--- TASK INPUTS ---

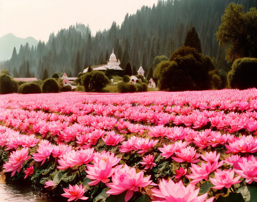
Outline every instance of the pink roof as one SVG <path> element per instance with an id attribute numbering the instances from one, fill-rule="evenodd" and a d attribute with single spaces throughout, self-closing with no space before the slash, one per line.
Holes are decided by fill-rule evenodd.
<path id="1" fill-rule="evenodd" d="M 33 81 L 37 81 L 36 78 L 14 78 L 13 79 L 17 81 L 22 81 L 26 82 L 29 82 Z"/>

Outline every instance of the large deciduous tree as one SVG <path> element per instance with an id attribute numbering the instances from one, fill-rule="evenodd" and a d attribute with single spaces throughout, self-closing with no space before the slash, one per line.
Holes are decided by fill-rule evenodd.
<path id="1" fill-rule="evenodd" d="M 244 13 L 242 5 L 231 3 L 225 12 L 216 35 L 221 46 L 229 45 L 226 59 L 233 62 L 240 58 L 257 57 L 257 9 L 252 8 Z"/>

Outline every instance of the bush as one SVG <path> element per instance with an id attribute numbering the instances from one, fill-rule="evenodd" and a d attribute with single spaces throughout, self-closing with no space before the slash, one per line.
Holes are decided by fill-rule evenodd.
<path id="1" fill-rule="evenodd" d="M 59 93 L 60 86 L 55 79 L 49 78 L 44 81 L 42 90 L 43 93 Z"/>
<path id="2" fill-rule="evenodd" d="M 137 91 L 136 86 L 129 82 L 119 82 L 117 84 L 118 90 L 120 93 L 132 93 Z"/>
<path id="3" fill-rule="evenodd" d="M 17 92 L 18 84 L 9 76 L 0 74 L 0 94 Z"/>
<path id="4" fill-rule="evenodd" d="M 146 80 L 146 79 L 144 78 L 144 76 L 141 74 L 138 74 L 136 75 L 136 77 L 139 80 L 141 79 L 141 81 L 143 83 L 148 84 L 148 81 Z"/>
<path id="5" fill-rule="evenodd" d="M 79 92 L 85 92 L 85 87 L 83 86 L 78 86 L 75 89 L 75 91 L 79 91 Z"/>
<path id="6" fill-rule="evenodd" d="M 124 75 L 122 78 L 122 80 L 125 83 L 128 83 L 130 81 L 130 77 L 128 75 Z"/>
<path id="7" fill-rule="evenodd" d="M 61 91 L 62 92 L 71 91 L 71 86 L 63 86 L 61 88 Z"/>
<path id="8" fill-rule="evenodd" d="M 227 75 L 228 84 L 232 88 L 257 88 L 257 59 L 245 57 L 235 61 Z"/>
<path id="9" fill-rule="evenodd" d="M 19 87 L 18 91 L 19 93 L 28 94 L 33 93 L 41 93 L 42 90 L 39 85 L 31 82 L 23 83 Z"/>
<path id="10" fill-rule="evenodd" d="M 100 92 L 101 90 L 110 83 L 110 80 L 101 71 L 94 70 L 86 73 L 81 78 L 81 83 L 87 92 Z"/>
<path id="11" fill-rule="evenodd" d="M 54 79 L 59 79 L 59 75 L 57 73 L 55 72 L 53 74 L 53 75 L 52 75 L 51 78 L 53 78 Z"/>

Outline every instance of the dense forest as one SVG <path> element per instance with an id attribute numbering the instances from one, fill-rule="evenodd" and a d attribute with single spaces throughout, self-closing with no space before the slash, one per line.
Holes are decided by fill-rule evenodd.
<path id="1" fill-rule="evenodd" d="M 120 66 L 128 61 L 137 69 L 141 65 L 147 73 L 154 58 L 169 57 L 183 45 L 193 26 L 198 33 L 203 54 L 215 59 L 219 69 L 227 72 L 225 48 L 220 48 L 215 33 L 221 18 L 230 3 L 242 5 L 245 11 L 257 7 L 257 0 L 167 0 L 151 8 L 143 6 L 136 13 L 125 17 L 121 26 L 114 22 L 108 30 L 92 36 L 88 25 L 77 23 L 50 34 L 48 41 L 40 40 L 35 47 L 27 44 L 15 47 L 11 59 L 1 62 L 14 77 L 42 79 L 56 72 L 77 76 L 88 67 L 107 63 L 112 49 Z"/>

---

Repeat the lines from the start through the line that contains "244 13 L 242", including both ends. Leave the pictures out of your answer.

▶ **ANSWER FOR THIS EXERCISE**:
Outline every instance of the pink roof as one SVG <path> element per instance with an id attribute numbering the instances from one, fill-rule="evenodd" and a d attribute with single spaces throughout, self-closing with no space before the slash, one per line.
Holes are decided by fill-rule evenodd.
<path id="1" fill-rule="evenodd" d="M 33 81 L 37 81 L 36 78 L 14 78 L 13 79 L 17 81 L 22 81 L 26 82 L 29 82 Z"/>

Outline every instance of the large deciduous tree as one SVG <path> element per instance with an id attribute numbering the instances from one, fill-rule="evenodd" and a d attribute with single spaces throughout, self-closing with no space before the slash, one per line.
Holes are decided by fill-rule evenodd.
<path id="1" fill-rule="evenodd" d="M 244 13 L 242 5 L 231 3 L 225 12 L 216 35 L 221 46 L 229 45 L 226 59 L 233 62 L 240 58 L 257 57 L 257 9 L 252 8 Z"/>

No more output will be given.